=== RECORD EXCERPTS ===

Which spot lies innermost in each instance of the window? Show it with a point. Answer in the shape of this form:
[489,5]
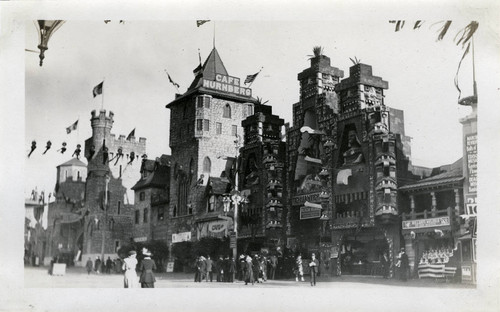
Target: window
[137,216]
[161,213]
[199,124]
[117,246]
[182,195]
[250,109]
[227,111]
[207,166]
[212,201]
[203,101]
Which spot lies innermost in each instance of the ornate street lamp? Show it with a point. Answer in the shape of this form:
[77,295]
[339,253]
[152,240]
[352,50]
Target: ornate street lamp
[45,29]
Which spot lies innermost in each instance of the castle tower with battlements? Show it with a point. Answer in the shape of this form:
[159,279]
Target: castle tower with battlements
[113,168]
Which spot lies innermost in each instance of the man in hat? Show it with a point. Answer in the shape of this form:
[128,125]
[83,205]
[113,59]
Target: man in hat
[147,278]
[403,265]
[314,266]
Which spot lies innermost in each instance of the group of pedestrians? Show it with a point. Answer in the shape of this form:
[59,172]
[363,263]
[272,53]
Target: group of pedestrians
[146,267]
[224,269]
[108,267]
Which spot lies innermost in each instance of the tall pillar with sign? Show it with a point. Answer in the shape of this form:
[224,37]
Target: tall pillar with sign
[468,226]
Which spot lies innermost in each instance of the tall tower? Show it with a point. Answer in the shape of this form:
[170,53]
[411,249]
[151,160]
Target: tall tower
[205,130]
[262,180]
[314,118]
[113,168]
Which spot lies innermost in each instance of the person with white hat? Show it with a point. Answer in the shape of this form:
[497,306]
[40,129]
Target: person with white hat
[147,278]
[129,264]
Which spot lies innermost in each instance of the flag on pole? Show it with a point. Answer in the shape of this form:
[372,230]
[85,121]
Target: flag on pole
[251,78]
[74,126]
[172,82]
[198,69]
[97,89]
[201,22]
[131,134]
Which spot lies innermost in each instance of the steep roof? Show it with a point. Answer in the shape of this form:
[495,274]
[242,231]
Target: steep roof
[159,177]
[455,174]
[73,162]
[212,65]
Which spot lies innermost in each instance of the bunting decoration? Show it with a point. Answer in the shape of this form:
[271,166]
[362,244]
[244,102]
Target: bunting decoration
[47,147]
[171,80]
[201,22]
[98,89]
[132,157]
[63,148]
[131,134]
[77,151]
[74,126]
[33,147]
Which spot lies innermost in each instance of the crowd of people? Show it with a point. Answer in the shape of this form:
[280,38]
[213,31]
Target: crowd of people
[252,269]
[436,256]
[107,267]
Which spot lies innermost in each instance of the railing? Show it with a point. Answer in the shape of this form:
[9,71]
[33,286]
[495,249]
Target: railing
[160,199]
[426,214]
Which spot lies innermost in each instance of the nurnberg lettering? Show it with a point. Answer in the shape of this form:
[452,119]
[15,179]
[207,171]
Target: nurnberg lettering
[227,79]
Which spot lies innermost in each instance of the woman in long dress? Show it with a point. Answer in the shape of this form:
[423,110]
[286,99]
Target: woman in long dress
[129,264]
[147,266]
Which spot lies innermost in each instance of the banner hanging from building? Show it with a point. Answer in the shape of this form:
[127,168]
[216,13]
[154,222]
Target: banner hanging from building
[227,84]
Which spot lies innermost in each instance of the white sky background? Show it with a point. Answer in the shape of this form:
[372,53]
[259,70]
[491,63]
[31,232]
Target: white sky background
[39,103]
[132,58]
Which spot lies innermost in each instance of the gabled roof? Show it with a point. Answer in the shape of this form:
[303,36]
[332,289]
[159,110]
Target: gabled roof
[159,177]
[455,174]
[73,162]
[213,65]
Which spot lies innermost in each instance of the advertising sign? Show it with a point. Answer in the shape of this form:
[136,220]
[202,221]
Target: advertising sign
[309,213]
[301,199]
[470,205]
[227,84]
[471,154]
[181,237]
[426,223]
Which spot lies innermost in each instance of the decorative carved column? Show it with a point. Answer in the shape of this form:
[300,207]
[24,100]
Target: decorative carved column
[412,206]
[457,202]
[433,205]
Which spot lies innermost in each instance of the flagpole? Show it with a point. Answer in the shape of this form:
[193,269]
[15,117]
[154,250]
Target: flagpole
[256,76]
[102,93]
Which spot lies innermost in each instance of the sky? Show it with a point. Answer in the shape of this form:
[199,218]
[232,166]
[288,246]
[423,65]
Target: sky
[38,103]
[133,57]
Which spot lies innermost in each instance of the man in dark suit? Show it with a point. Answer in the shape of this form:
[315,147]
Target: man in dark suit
[314,267]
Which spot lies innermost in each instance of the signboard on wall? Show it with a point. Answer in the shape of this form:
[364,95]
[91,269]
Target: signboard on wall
[181,237]
[471,155]
[227,84]
[470,205]
[309,213]
[301,199]
[426,223]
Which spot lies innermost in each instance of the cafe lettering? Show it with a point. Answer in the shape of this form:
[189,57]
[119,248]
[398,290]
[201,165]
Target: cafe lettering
[227,84]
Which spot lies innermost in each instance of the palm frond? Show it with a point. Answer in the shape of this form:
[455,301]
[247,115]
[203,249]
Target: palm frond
[444,30]
[466,33]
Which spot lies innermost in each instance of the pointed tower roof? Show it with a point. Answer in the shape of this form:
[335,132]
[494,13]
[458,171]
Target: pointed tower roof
[73,162]
[213,64]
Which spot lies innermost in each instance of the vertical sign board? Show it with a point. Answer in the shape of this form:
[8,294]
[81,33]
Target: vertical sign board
[471,154]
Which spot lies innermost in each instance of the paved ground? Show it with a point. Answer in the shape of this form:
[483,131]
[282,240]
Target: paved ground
[37,277]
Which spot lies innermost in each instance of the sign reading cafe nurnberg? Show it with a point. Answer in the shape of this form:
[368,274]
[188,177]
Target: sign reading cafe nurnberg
[227,84]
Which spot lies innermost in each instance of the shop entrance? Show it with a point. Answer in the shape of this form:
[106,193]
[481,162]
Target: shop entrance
[361,252]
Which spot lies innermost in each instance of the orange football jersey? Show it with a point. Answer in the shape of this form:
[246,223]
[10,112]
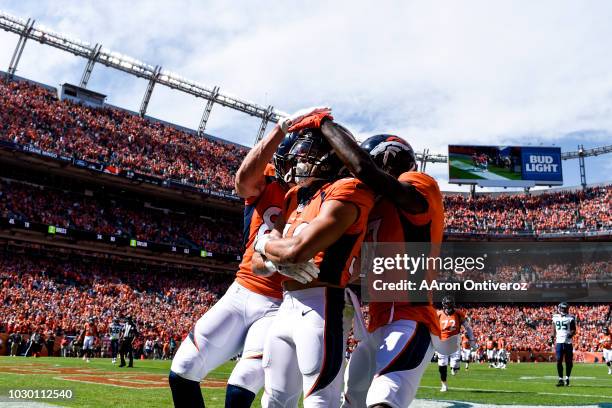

===

== GIVEN TASK ==
Please return the listing above word for word, leaving out the pictures.

== CORRECT OUTPUT ==
Which spot lies innermost in each instance of the window? Show it with a point. Answer in the shape of this form:
[489,5]
Target: window
[137,216]
[161,213]
[199,124]
[117,246]
[182,195]
[250,109]
[227,111]
[207,166]
[212,201]
[203,101]
Which spot lies innermost in each instance of the ornate street lamp? Show it with a point. Answer in the shape of this form:
[77,295]
[339,253]
[152,240]
[352,50]
Target: ornate street lamp
[45,29]
Which spot lies innermost in each instance of the castle tower with battlements? Show it with a point. Answer in the shape of this form:
[159,279]
Target: castle tower with battlements
[113,168]
Which spot lies innermost in each instance of the man in hat? Show it with a point. Answer in the shape of this form:
[128,125]
[83,205]
[113,59]
Target: man in hat
[147,278]
[403,265]
[314,266]
Which spot lies innermost in each instance of the group of pedestrians? Show it with a point. Answer in the shape of this form:
[59,172]
[363,263]
[272,53]
Target: group of pedestrians
[146,267]
[224,269]
[108,267]
Which spot lies innermost in each instance of the tall pillar with sign? Show it with a point. Answer in the shape of this form:
[224,37]
Target: tall pillar with sign
[468,226]
Which spot lies innermost in each instance of the tall tower? Show it with a point. Answer in the shape of this form:
[170,53]
[411,249]
[151,160]
Target: tall tower
[205,130]
[262,180]
[314,118]
[113,168]
Which spot lies innermost in each instance of the person with white hat? Show it with a point. Answer in the shape of this form:
[497,306]
[40,129]
Target: person with white hat
[147,278]
[129,264]
Which spot lies innermost in each instance of the flag on pole? Show it with a point. Answer in the shape of this form:
[372,230]
[85,121]
Target: flag on pole
[251,78]
[74,126]
[172,82]
[198,69]
[97,89]
[201,22]
[131,134]
Which spot lies innermost in each instance of the steep roof? Show it with a point. Answer in the shape of this form:
[495,274]
[242,231]
Target: steep roof
[159,177]
[455,174]
[73,162]
[212,65]
Which spot lies innermost in each instance of the bunting decoration? Show it with a point. Answer in the shape of this form:
[271,166]
[362,244]
[244,102]
Target: bunting decoration
[47,147]
[171,80]
[201,22]
[98,89]
[132,157]
[63,148]
[131,134]
[77,151]
[74,126]
[33,147]
Which spot lies innermost in each instance of the crowd of people? Show it with a point. Answer in the shape of this form:
[280,38]
[213,31]
Target: crowd of people
[252,269]
[436,256]
[107,267]
Which spot lies innermost in each instance of the railing? Show it with a point. Answer in the shape of this form:
[9,71]
[33,286]
[495,249]
Target: railing
[160,199]
[426,214]
Which spot lies innermost in each instance of the nurnberg lettering? Show it with a point. Answer in the shape of this form:
[452,119]
[15,179]
[207,171]
Target: nurnberg lettering
[227,79]
Which spot lies innermost in each instance of the woman in long dress? Show it with a point. Answer in the shape of this form:
[423,110]
[286,99]
Target: woman in long dress
[129,264]
[147,266]
Which spot lies innermost in each instance of the banner hanging from building? Show it with a point. Answer in the shape of this form:
[127,168]
[216,13]
[154,222]
Target: banner hanging from building
[227,84]
Which spot lies innermost in each instance of the white sky background? Show it with a point. Answer in the shape of this form:
[372,53]
[259,70]
[491,63]
[31,232]
Target: white sky background
[39,103]
[132,58]
Which spot lies innermost in each instance of the gabled roof? Show it with a point. Answer in the shape of this form:
[303,36]
[332,289]
[159,110]
Target: gabled roof
[159,177]
[455,174]
[73,162]
[213,65]
Which spot lies innermost in each instance of the advertising sign? Show it with a point. Answer in the shape of this form:
[136,220]
[202,221]
Target: advertising sign
[309,213]
[301,199]
[470,205]
[227,84]
[471,154]
[181,237]
[426,223]
Which spot lies innermost in each instance of the decorative carved column? Show it with a point. Answer in the shape of this form:
[300,207]
[24,100]
Target: decorative carved column
[412,206]
[457,202]
[433,205]
Which spot lies innermost in each instance of the flagpole? Show it with a point. Answer in the shape of this form:
[193,269]
[15,117]
[154,250]
Target: flagpole
[256,76]
[102,93]
Which spot lies innermost in each instance of the sky? Show it with a point. Answer in the shape of this form:
[199,218]
[232,166]
[288,246]
[423,65]
Target: sky
[38,103]
[133,57]
Which spot lies innermost in each instance of the man in dark suit? Show it with a point. Answer in the shape of this form:
[315,147]
Target: man in dark suit
[314,267]
Which spot lies innermost in each instance of the signboard on wall? Show it with a point. Answer in the shape of this form:
[364,95]
[91,269]
Target: signboard on wall
[181,237]
[471,155]
[227,84]
[470,205]
[309,213]
[301,199]
[426,223]
Which spot lies innermost in each instance of the cafe lettering? Show it with a point. Answer in the shape of this form:
[189,57]
[119,248]
[398,290]
[201,165]
Target: cafe lettering
[227,84]
Which spot lies innermost in each instance of the palm frond? Show it with a point. Answer in the shape of this form:
[455,301]
[247,115]
[203,249]
Target: palm frond
[444,30]
[466,33]
Which spot lies innermost in each instance of the pointed tower roof? Show it with a point. Answer in the shape of this form:
[335,132]
[494,13]
[458,171]
Target: pointed tower roof
[73,162]
[213,64]
Which spot lies innermost in each instance of the vertical sign board? Show it with a point. Answer in the shape of this form:
[8,294]
[81,33]
Target: vertical sign board
[471,154]
Which spot lies innermost in each instance of the paved ground? Show it with a point. Answer in the shape of this form:
[483,131]
[282,240]
Target: paved ground
[37,277]
Which spot lies innermost in each instance of the sign reading cafe nurnberg? Show it with a point. Answer in the shape of this form:
[368,274]
[188,177]
Target: sign reading cafe nurnberg
[227,84]
Which spot lies innermost in each instance of the shop entrance? Show it with a point. Answer in the shape of this form:
[106,193]
[481,162]
Target: shop entrance
[361,252]
Which spot lies innermost in each instance of the orange football jersey? Show it with a point. Answer in the shape of this form:
[246,223]
[10,112]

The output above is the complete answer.